Display each line in the items below that contains the string "dark". Case counts.

◆ ENTRIES SHOWN ◆
** start **
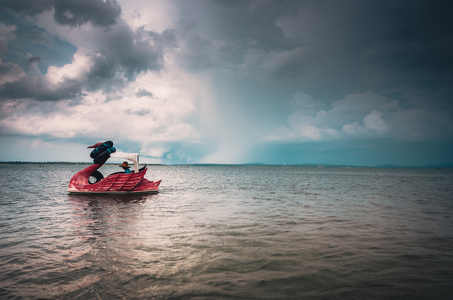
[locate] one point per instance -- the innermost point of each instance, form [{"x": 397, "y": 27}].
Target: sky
[{"x": 226, "y": 81}]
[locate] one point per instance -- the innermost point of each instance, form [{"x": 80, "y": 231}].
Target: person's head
[{"x": 125, "y": 165}]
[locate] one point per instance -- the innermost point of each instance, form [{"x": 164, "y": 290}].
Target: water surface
[{"x": 255, "y": 232}]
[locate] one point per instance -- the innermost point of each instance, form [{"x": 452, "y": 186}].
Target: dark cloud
[
  {"x": 118, "y": 56},
  {"x": 328, "y": 49},
  {"x": 143, "y": 93},
  {"x": 69, "y": 12}
]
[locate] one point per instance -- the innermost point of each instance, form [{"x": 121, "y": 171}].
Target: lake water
[{"x": 229, "y": 232}]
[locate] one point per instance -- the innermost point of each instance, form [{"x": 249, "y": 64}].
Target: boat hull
[{"x": 117, "y": 183}]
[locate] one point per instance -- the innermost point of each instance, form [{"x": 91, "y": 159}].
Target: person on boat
[{"x": 126, "y": 167}]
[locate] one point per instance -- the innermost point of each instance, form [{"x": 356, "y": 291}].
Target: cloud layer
[{"x": 219, "y": 81}]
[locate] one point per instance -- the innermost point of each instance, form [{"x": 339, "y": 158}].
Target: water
[{"x": 229, "y": 232}]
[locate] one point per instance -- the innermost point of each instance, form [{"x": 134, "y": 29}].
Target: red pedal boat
[{"x": 116, "y": 183}]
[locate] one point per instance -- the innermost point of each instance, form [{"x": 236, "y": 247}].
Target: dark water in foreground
[{"x": 229, "y": 232}]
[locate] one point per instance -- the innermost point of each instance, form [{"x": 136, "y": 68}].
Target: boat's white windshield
[{"x": 129, "y": 156}]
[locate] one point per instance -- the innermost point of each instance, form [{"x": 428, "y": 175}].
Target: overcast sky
[{"x": 225, "y": 81}]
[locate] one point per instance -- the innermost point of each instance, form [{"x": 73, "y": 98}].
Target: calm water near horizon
[{"x": 229, "y": 232}]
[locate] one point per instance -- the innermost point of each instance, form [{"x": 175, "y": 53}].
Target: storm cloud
[{"x": 233, "y": 81}]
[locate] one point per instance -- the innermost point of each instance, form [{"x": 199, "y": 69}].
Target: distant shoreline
[{"x": 432, "y": 166}]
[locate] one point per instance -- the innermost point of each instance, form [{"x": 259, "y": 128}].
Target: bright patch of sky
[{"x": 327, "y": 82}]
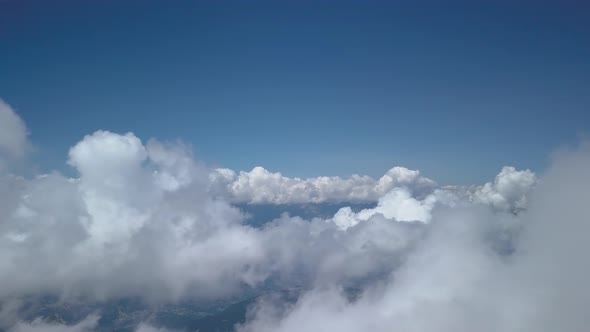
** end **
◆ ANSWER TO THIS PROBLEM ◆
Target: dark cloud
Target: dark water in foreground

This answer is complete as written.